▶ [読む文章]:
------------------------------------------------------------
あるとすれば「虚勢」と「去勢」だが、前者は「虚勢を張る」という言い方にほぼ尽きるし、後者は「去勢(手術)」でしか使わないように思う。もちろん、両者の意味は全く別物であるが、これまでは「虚」なのか「去」なのかはわからないが、なんとなく一つの言葉として使っていたように思う。おそらく、話し言葉として使っている時は、脳内でいちいち漢字に変換していないのだろう。

まして、この言葉を文書にする機会はほとんどない。いざ、こうやって書いてみて「あ、違うんだった」と気付く有様である。それだけ、PCやスマホの変換作業に頼りすぎて、日々自分で書くということを怠っている証拠だろう。いや、それ以前に自分の漢字に対する知識が無さすぎたというだけの話である…

人間とは違い、そんな「虚勢」など張らずに、思いのままに走り回っていたティティの「去勢」の日の朝が来た。

昨夜21時以降、水だけは飲んでもいいことになっていたが、手術当日は朝6時を過ぎると水を飲むのも禁止だった。私は5時半すぎに起きて、ケージから水の入った器を取り出した。ほんのりと薄暗い部屋の中で、彼は朧げな眼差しで私を見ていた。

たまたま私が休みだったので、朝一で病院に連れて行くことにした。移動用のケージに入れようとしたが、なかなか入りたがらない。いつもならば何か小さな入り口を見つけると、自ら飛び込んで行くのだが、やはり感じるものがあるのだろうか。私は強引に押し込んだ。

車に乗り込み、助手席にケージを置いた。ティティはわずかな隙間から猫パンチを出しながら、心なしか不安げに鳴いていた。「ティ!」と私はなんども声を掛けた。

病院は9時から診療が始まるが、8時半には待合室に入れるらしい。病院は自宅のすぐ近所の「なとわ動物病院」だ。私たちが一番乗りだった。受付を済ませソファに座り、しばしの間二人の時間を過ごした。彼はケージの隙間から、鼻を出して終始鳴いていた。「ティ」と私はなんども小さな声を掛けた。

9時になり名前が呼ばれた。診察室に入るとケージからティティが出された。先生が触診をした後に、わかりやすい説明をしてくださった。メスと違い、オスはそんなに手術の時間もかからないらしい。また手術そのものも難しくはないとのこと。ただ、全身麻酔をするので、ごく稀にであるが麻酔のアレルギーなどで亡くなる場合もあるのだそうだ。少しだけ厳粛な気持ちになる。

先生から一通りの説明を受けた後、ティティはそのまま預けることになった。手術そのものは午後に行い、受け取りは夕方の17時以降になるとのことだった。私は心の中で「ティ」と小さく言った。

夜19時。娘と一緒に病院へ行った。診察室に入ると、ケージの中に元気そうなティティの姿があった。先生から説明を聞く。どうやら手術は無事に済んだらしい。

娘が嬉しそうにケージを抱えて外に出た。朝と同じように、ケージの中から猫パンチを出しながら鳴いていたが、不安そうな声には聞こえなかった。

ただ、残念なことに、翌日の朝までは再び絶食なのだそうだ。まだ麻酔が効いている状態なので、胃腸がきちんと働いてくれないのだ。かわいそうだが、もう一晩、大きなケージで過ごすことになった。

 

 

翌朝6時、ケージの扉を開けた。いつもの器に彼の好きなレトルトを開けると、彼は無我夢中でかぶりついた。この食いっぷり。いずれ、あっという間に大きくなるのだろう。

二日間の空腹を満たした彼に向かって「ティ!!!」と叫ぶと、彼は私の胸のあたりまで思い切りジャンプをして飛びついた。「勢いが去る」ことは当分無さそうだ。
------------------------------------------------------------
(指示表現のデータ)
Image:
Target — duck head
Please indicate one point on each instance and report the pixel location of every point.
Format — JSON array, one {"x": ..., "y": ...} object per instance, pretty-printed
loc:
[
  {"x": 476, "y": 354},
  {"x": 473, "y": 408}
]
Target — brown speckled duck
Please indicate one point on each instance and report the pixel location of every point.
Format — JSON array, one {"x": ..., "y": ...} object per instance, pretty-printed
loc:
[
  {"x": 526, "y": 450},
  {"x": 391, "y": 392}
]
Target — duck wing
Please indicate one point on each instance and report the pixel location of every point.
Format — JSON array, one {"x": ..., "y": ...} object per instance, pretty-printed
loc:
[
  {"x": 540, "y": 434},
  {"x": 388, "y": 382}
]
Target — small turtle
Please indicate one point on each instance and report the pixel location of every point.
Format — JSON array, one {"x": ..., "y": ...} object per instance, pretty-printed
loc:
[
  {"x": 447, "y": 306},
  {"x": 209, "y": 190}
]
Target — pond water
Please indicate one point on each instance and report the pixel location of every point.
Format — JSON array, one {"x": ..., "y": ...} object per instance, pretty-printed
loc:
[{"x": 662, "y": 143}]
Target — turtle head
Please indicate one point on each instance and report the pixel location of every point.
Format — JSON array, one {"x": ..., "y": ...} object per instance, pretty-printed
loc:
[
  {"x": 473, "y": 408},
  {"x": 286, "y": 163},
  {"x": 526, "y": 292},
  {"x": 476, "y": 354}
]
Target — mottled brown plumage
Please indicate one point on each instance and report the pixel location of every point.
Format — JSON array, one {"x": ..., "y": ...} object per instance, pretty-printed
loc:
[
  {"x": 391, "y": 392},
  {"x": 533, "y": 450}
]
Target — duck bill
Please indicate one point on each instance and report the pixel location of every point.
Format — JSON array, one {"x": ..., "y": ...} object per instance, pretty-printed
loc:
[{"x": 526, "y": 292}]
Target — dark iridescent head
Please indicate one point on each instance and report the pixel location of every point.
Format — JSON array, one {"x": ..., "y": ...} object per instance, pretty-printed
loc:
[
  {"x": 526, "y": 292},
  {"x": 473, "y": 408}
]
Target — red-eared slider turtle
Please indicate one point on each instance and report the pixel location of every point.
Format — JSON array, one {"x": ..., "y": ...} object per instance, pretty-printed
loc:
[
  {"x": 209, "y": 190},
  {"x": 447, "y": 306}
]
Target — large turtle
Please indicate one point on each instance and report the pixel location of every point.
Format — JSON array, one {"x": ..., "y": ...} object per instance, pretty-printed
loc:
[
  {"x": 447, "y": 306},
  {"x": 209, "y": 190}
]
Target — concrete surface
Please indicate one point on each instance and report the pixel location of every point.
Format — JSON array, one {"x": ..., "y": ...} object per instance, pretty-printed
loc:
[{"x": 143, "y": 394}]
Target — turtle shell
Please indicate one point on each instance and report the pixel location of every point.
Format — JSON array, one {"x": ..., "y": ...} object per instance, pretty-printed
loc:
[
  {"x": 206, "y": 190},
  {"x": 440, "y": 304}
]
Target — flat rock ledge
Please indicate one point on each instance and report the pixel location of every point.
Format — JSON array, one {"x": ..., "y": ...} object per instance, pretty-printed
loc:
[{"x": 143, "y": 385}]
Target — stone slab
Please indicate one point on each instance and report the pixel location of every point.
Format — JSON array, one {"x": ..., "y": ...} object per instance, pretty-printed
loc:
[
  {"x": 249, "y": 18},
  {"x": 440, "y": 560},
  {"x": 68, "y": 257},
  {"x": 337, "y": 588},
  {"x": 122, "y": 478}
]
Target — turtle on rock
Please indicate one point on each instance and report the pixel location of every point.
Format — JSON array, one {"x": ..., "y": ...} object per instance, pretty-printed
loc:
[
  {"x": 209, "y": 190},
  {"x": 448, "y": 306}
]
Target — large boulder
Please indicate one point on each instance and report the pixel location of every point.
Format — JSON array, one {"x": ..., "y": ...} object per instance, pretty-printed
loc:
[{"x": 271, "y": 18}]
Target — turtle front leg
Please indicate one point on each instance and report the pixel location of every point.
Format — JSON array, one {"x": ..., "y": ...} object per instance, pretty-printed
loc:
------------------------------------------------------------
▶ [やること]:
a - ティティの去勢についての文章から、「あるとすれば「虚勢」と「去勢」から「字に変換していないのだろう。」までを、両端も含めてそのまま書き写してください。
b - ティティの去勢についての文章に出てくる時刻を、出てくる順にすべて挙げてください。同じ時刻は一度だけにしてください。
c - ティティの去勢についての文章によると、手術のあと翌日の朝まで再び絶食になったのはなぜですか。1～3文で説明してください。

▶ [答え]:
a -
あるとすれば「虚勢」と「去勢」だが、前者は「虚勢を張る」という言い方にほぼ尽きるし、後者は「去勢(手術)」でしか使わないように思う。もちろん、両者の意味は全く別物であるが、これまでは「虚」なのか「去」なのかはわからないが、なんとなく一つの言葉として使っていたように思う。おそらく、話し言葉として使っている時は、脳内でいちいち漢字に変換していないのだろう。

b - 21時、6時、5時半、9時、8時半、17時、19時

c - まだ麻酔が効いている状態で、胃腸がきちんと働かないからです。